* List of tasks:
1: Answer from the camera-gear forum thread:
(a) Which small accessory does the first post mention shopping for?
(b) Which camera did AudioGlenn make the jump from?
(c) What did Jim K add to his kit last year?
2: Continue the camera-gear forum thread after its last post.

* Document passage:

━━━━━━━━━━

Yes, buying new photographic gear and waiting for it arrive is always like the wait for Christmas morning ... every aspect of photography including the activities related to it (like shopping for a small stofen diffuser) makes me excited and feel young, even though my body does not always support that feeling ;D ... well as they say, "the spirit is willing but the body is weak" ... thank God for online shopping, I don't have to move my sorry old a55 from the couch and still shop from around the world and find the cheapest deal ... Hallelujah ;D ... online shopping gives me the luxury of extra time for making or editing photos instead of traveling for shopping.


----------



## AudioGlenn (Mar 2, 2013)

congrats! i made the jump last year from a 60D but I do video too and decided to keep the APS-C camera since it is worth more to me as a 2nd camera angle.


----------



## Jim K (Mar 2, 2013)

You will enjoy it. I added a 5D3 and some lenses to my kit last year. I still smile when I PP images from it.

━━━━━━━━━━

* Listed entries:
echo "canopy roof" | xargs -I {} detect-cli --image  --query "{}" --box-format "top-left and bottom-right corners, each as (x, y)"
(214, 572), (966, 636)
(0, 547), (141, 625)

━━━━━━━━━━

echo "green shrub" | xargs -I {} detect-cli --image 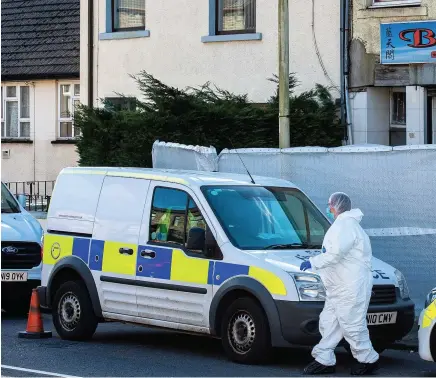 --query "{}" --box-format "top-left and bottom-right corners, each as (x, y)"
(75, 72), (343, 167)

━━━━━━━━━━

* The replies:
1:
(a) A small stofen diffuser.
(b) A 60D.
(c) A 5D3 and some lenses.

2:
But I kept my 7Ds for birds. Some experts will knock the extra reach of a crop but my 500 f/4L cost a lot less than an 800 f/5.6L for FF would and is a stop faster. Can add a 1.4x to the 500 but still can't add one to an 800 and shoot with the 5D3.


----------



## glongstaff (Mar 6, 2013)

fonts said:


> Congratulations! May I ask why you went with the 5D MIII instead of 6D?



It was a coin toss....but seeing I mainly do sports photography, went for the FPS and as the camera is going to be with me for a while...I opted to go that little extra (still have my original film camera Olympus OM-10 - stuck in a cupboard, and have the Canon 350D which has just been put away or for possible sale with its lenses)


Rienzphotoz: got the 24-105 F/4 IS USM


----------



## pedro (Mar 6, 2013)

Congrats. The 5D3 is a great cam. Wish you loads of stunning photographs.


----------



## stolpe (Mar 6, 2013)

Don't you mean Canon 24-105mm F/4 IS USM in your signature?
Thought at first you had found a Mark II of that lens, but then it would say 24-105mm F/4 II IS USM

Canon 24-105mm F/4 II USM in your signature


----------



## muranotop (Mar 6, 2013)

Congratulations! I jumped from a Canon 60D to the 5D Mark III and really love full frame. I still keep my 60D around when I shoot wide angle during a senior shoot. Other than that, I love my 5D Mark III. Enjoy!

http://afallastudios.com


----------



## EvillEmperor (Mar 6, 2013)

Congrats! I did the same (T2i) last week! It's a big difference, but I'll adapt over time. I'm certainly enjoying it! And I agree about not selling, I wouldn't get too much for it. I'll sell my 28-135 for sure though now that I have the 24-105!!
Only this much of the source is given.